**Records for the exercise**
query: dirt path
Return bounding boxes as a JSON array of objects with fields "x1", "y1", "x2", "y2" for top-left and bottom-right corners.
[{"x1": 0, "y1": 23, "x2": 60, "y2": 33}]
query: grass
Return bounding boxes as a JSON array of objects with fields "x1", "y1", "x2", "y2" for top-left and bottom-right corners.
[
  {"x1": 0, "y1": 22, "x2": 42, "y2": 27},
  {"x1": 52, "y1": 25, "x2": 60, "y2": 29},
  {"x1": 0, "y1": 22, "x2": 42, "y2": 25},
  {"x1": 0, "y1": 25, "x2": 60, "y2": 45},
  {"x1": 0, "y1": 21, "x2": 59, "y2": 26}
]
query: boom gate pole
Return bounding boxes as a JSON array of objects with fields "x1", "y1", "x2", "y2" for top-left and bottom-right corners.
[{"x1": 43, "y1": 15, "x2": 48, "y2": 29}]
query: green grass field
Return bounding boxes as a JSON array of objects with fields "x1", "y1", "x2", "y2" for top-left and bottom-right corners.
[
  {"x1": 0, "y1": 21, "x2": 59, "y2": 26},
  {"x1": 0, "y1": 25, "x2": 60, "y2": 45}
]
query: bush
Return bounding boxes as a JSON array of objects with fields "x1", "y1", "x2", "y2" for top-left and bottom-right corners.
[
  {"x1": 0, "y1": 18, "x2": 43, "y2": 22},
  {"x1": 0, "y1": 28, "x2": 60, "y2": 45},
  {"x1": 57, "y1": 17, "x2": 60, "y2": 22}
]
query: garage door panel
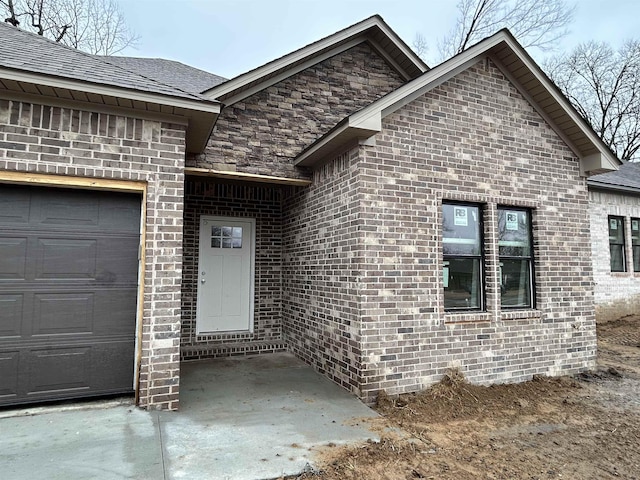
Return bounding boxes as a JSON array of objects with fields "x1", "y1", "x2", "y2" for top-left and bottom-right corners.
[
  {"x1": 0, "y1": 237, "x2": 27, "y2": 279},
  {"x1": 98, "y1": 202, "x2": 142, "y2": 233},
  {"x1": 0, "y1": 188, "x2": 30, "y2": 225},
  {"x1": 0, "y1": 351, "x2": 19, "y2": 398},
  {"x1": 92, "y1": 289, "x2": 138, "y2": 335},
  {"x1": 34, "y1": 196, "x2": 100, "y2": 228},
  {"x1": 22, "y1": 341, "x2": 134, "y2": 401},
  {"x1": 36, "y1": 238, "x2": 97, "y2": 280},
  {"x1": 0, "y1": 184, "x2": 141, "y2": 407},
  {"x1": 95, "y1": 236, "x2": 140, "y2": 285},
  {"x1": 27, "y1": 347, "x2": 91, "y2": 394},
  {"x1": 32, "y1": 292, "x2": 94, "y2": 335},
  {"x1": 0, "y1": 294, "x2": 23, "y2": 337}
]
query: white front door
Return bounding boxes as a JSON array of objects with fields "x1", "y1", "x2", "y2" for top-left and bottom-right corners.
[{"x1": 196, "y1": 216, "x2": 254, "y2": 334}]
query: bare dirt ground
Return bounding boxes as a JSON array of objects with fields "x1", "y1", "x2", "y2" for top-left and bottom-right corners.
[{"x1": 286, "y1": 315, "x2": 640, "y2": 480}]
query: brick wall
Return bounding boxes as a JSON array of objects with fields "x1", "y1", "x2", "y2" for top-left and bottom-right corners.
[
  {"x1": 282, "y1": 59, "x2": 597, "y2": 403},
  {"x1": 589, "y1": 188, "x2": 640, "y2": 321},
  {"x1": 356, "y1": 59, "x2": 596, "y2": 402},
  {"x1": 181, "y1": 178, "x2": 286, "y2": 358},
  {"x1": 0, "y1": 98, "x2": 185, "y2": 410},
  {"x1": 282, "y1": 150, "x2": 364, "y2": 393},
  {"x1": 192, "y1": 42, "x2": 405, "y2": 180}
]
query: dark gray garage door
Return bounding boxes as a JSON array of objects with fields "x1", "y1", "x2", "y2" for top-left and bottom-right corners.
[{"x1": 0, "y1": 184, "x2": 141, "y2": 407}]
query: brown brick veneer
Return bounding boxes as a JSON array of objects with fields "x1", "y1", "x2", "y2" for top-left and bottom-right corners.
[
  {"x1": 181, "y1": 179, "x2": 287, "y2": 358},
  {"x1": 283, "y1": 59, "x2": 597, "y2": 403},
  {"x1": 192, "y1": 43, "x2": 405, "y2": 179},
  {"x1": 0, "y1": 98, "x2": 185, "y2": 410}
]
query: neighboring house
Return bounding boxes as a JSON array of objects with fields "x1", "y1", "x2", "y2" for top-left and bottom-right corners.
[
  {"x1": 0, "y1": 16, "x2": 619, "y2": 410},
  {"x1": 588, "y1": 162, "x2": 640, "y2": 321}
]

**What is expected**
Print the records again exactly. Skip every picture.

**Result below**
query: dirt path
Return bounding boxes as a JSON array of objects with fields "x1", "y1", "x2", "y2" for top-left and bottom-right corners.
[{"x1": 0, "y1": 23, "x2": 60, "y2": 33}]
query: grass
Return bounding boxes as a JSON array of objects with fields "x1", "y1", "x2", "y2" for top-left and bottom-right corners.
[
  {"x1": 0, "y1": 22, "x2": 42, "y2": 27},
  {"x1": 52, "y1": 25, "x2": 60, "y2": 29},
  {"x1": 0, "y1": 22, "x2": 42, "y2": 25},
  {"x1": 0, "y1": 25, "x2": 60, "y2": 45},
  {"x1": 0, "y1": 21, "x2": 59, "y2": 26}
]
query: boom gate pole
Return bounding boxes as a JSON array of objects with fields "x1", "y1", "x2", "y2" for top-left and bottom-right corners.
[{"x1": 43, "y1": 15, "x2": 48, "y2": 29}]
query: green grass field
Return bounding boxes as a JSON array of objects with fields "x1", "y1", "x2", "y2" for top-left and bottom-right corners.
[
  {"x1": 0, "y1": 21, "x2": 59, "y2": 26},
  {"x1": 0, "y1": 25, "x2": 60, "y2": 45}
]
query: bush
Return bounding boxes as a JSON array of objects with fields "x1", "y1", "x2", "y2" for top-left and bottom-right corners.
[
  {"x1": 0, "y1": 18, "x2": 43, "y2": 22},
  {"x1": 0, "y1": 28, "x2": 60, "y2": 45},
  {"x1": 57, "y1": 17, "x2": 60, "y2": 22}
]
query: garage door panel
Return bounding boxes as a JSON array of objects with fields "x1", "y1", "x2", "y2" for top-left and bottom-right corners.
[
  {"x1": 0, "y1": 237, "x2": 27, "y2": 279},
  {"x1": 98, "y1": 202, "x2": 142, "y2": 233},
  {"x1": 0, "y1": 188, "x2": 30, "y2": 225},
  {"x1": 0, "y1": 351, "x2": 19, "y2": 398},
  {"x1": 92, "y1": 289, "x2": 138, "y2": 335},
  {"x1": 34, "y1": 196, "x2": 100, "y2": 228},
  {"x1": 22, "y1": 341, "x2": 134, "y2": 401},
  {"x1": 36, "y1": 238, "x2": 97, "y2": 280},
  {"x1": 0, "y1": 184, "x2": 141, "y2": 407},
  {"x1": 95, "y1": 236, "x2": 140, "y2": 285},
  {"x1": 27, "y1": 347, "x2": 91, "y2": 394},
  {"x1": 32, "y1": 292, "x2": 94, "y2": 335},
  {"x1": 0, "y1": 294, "x2": 23, "y2": 337}
]
query: white front door
Return bounding boxes as a JSON array of objects with fields "x1", "y1", "x2", "y2" for top-left and bottom-right corners.
[{"x1": 196, "y1": 216, "x2": 254, "y2": 334}]
query: bare dirt ground
Return bounding boxes as a JSON array of objects with fields "x1", "y1", "x2", "y2" for top-left and bottom-right corners.
[{"x1": 286, "y1": 315, "x2": 640, "y2": 480}]
query: brick wall
Return bounding boxes as a JSON array of objects with fields "x1", "y1", "x2", "y2" for top-left and bottom-right corners.
[
  {"x1": 282, "y1": 59, "x2": 597, "y2": 403},
  {"x1": 589, "y1": 188, "x2": 640, "y2": 321},
  {"x1": 356, "y1": 59, "x2": 596, "y2": 402},
  {"x1": 181, "y1": 178, "x2": 286, "y2": 358},
  {"x1": 0, "y1": 98, "x2": 185, "y2": 410},
  {"x1": 282, "y1": 150, "x2": 364, "y2": 393},
  {"x1": 192, "y1": 42, "x2": 405, "y2": 180}
]
query: dark gray garage door
Return bounding boxes as a JSON array of objects with fields "x1", "y1", "x2", "y2" for top-left and bottom-right corners.
[{"x1": 0, "y1": 184, "x2": 141, "y2": 407}]
query: brown brick veneer
Return bounding boxes as a JSON array of objects with fields "x1", "y1", "x2", "y2" for top-left and bottom-right corners.
[
  {"x1": 181, "y1": 179, "x2": 287, "y2": 358},
  {"x1": 283, "y1": 59, "x2": 597, "y2": 403},
  {"x1": 192, "y1": 43, "x2": 405, "y2": 179},
  {"x1": 0, "y1": 98, "x2": 185, "y2": 410}
]
query: neighboring house
Return bounding boxes as a JSON array of objects with fields "x1", "y1", "x2", "y2" for top-left and bottom-right corners.
[
  {"x1": 0, "y1": 16, "x2": 619, "y2": 410},
  {"x1": 588, "y1": 162, "x2": 640, "y2": 321}
]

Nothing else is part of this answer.